## KUTIPAN TEKS
────

11 Desember 2009

» Home » Kompas » Prita dan Pertarungan Modal Simbolik

Prita dan Pertarungan Modal Simbolik

Banyak kalangan menduga, pemberitaan dan perhatian masyarakat terhadap kasus Prita Mulyasari dengan Rumah Sakit Omni Internasional akan tenggelam akibat ingar-bingar pemberitaan skandal Bank Century, intrik-intrik para politisi, dan gerakan masyarakat antikorupsi terkait kasus Bank Century.
Oleh Pengadilan Tinggi Banten, Prita telah dijatuhi hukuman membayar denda sebesar Rp 204 juta kepada RS Omni. Semula banyak orang telah melupakan kasus Prita. Namun, pembentukan Posko Koin Peduli Prita membuat perhatian masyarakat akan kasus Prita hidup lagi, bahkan kian besar.


Melukai keadilan
Para penggagas Posko Koin Peduli Prita itu secara otentik menemukan cara jitu menarik kembali perhatian masyarakat sekaligus membuka peluang luas bagi masyarakat untuk berpartisipasi mendukung Prita.
Memilih koin sebagai media menyalurkan bantuan memiliki nilai simbolik amat strategis. Koin, mata uang paling kecil, membuka ruang partisipasi luas dan meningkatkan keterhubungan warga dari berbagai kalangan untuk mendukung Prita.

────

## INFORMASI YANG DIBERIKAN
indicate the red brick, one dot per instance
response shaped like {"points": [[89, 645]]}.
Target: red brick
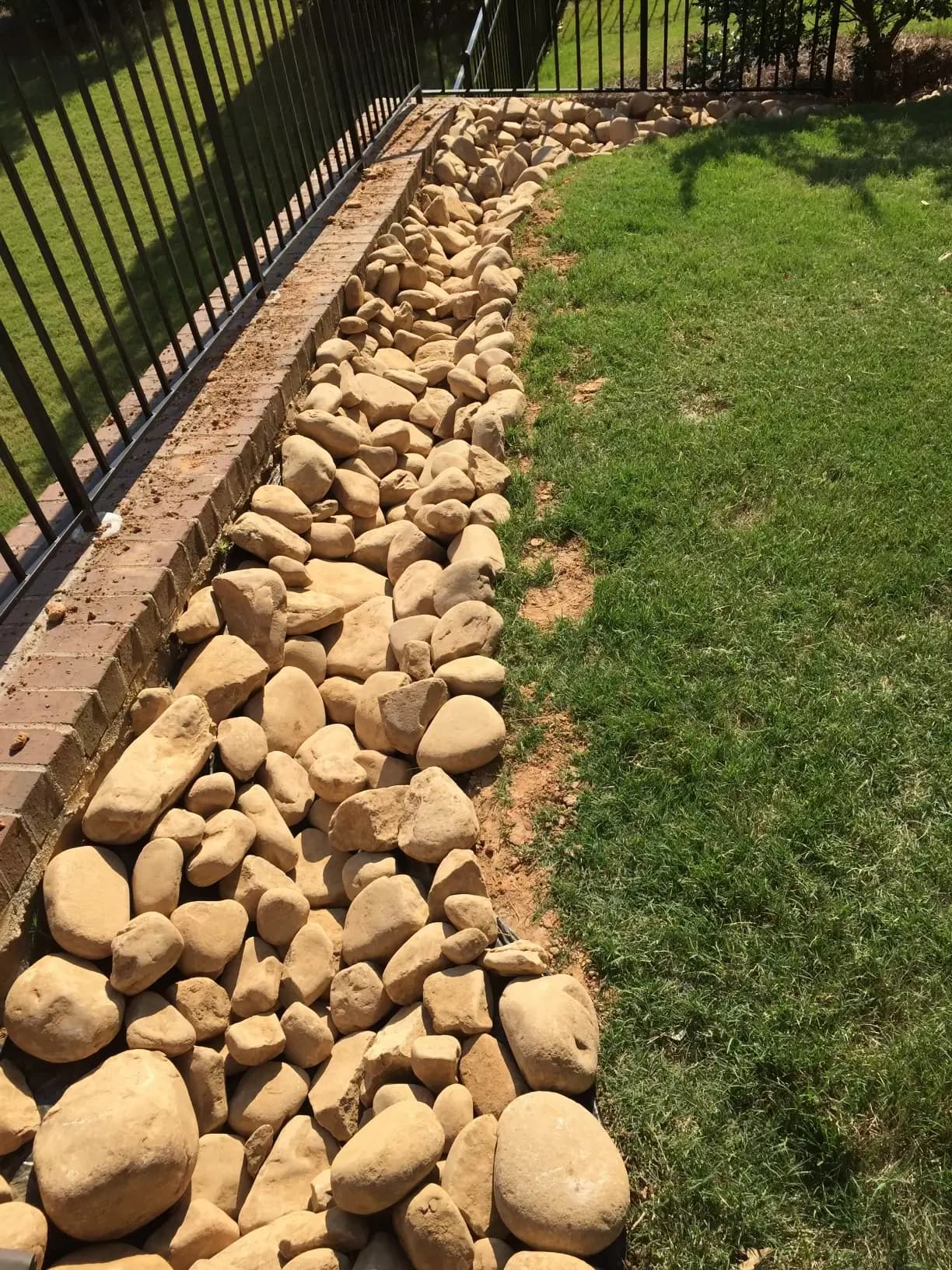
{"points": [[78, 709], [155, 582], [30, 794], [98, 673], [60, 752], [148, 552], [17, 851]]}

────

## PERMINTAAN
Bisakah Anda mengetik ulang bagian teks tentang kasus Prita dari "11 Desember 2009" sampai "berpartisipasi mendukung Prita." tanpa mengubah satu kata pun?

## JAWABAN LATIHAN
11 Desember 2009

» Home » Kompas » Prita dan Pertarungan Modal Simbolik

Prita dan Pertarungan Modal Simbolik

Banyak kalangan menduga, pemberitaan dan perhatian masyarakat terhadap kasus Prita Mulyasari dengan Rumah Sakit Omni Internasional akan tenggelam akibat ingar-bingar pemberitaan skandal Bank Century, intrik-intrik para politisi, dan gerakan masyarakat antikorupsi terkait kasus Bank Century.
Oleh Pengadilan Tinggi Banten, Prita telah dijatuhi hukuman membayar denda sebesar Rp 204 juta kepada RS Omni. Semula banyak orang telah melupakan kasus Prita. Namun, pembentukan Posko Koin Peduli Prita membuat perhatian masyarakat akan kasus Prita hidup lagi, bahkan kian besar.


Melukai keadilan
Para penggagas Posko Koin Peduli Prita itu secara otentik menemukan cara jitu menarik kembali perhatian masyarakat sekaligus membuka peluang luas bagi masyarakat untuk berpartisipasi mendukung Prita.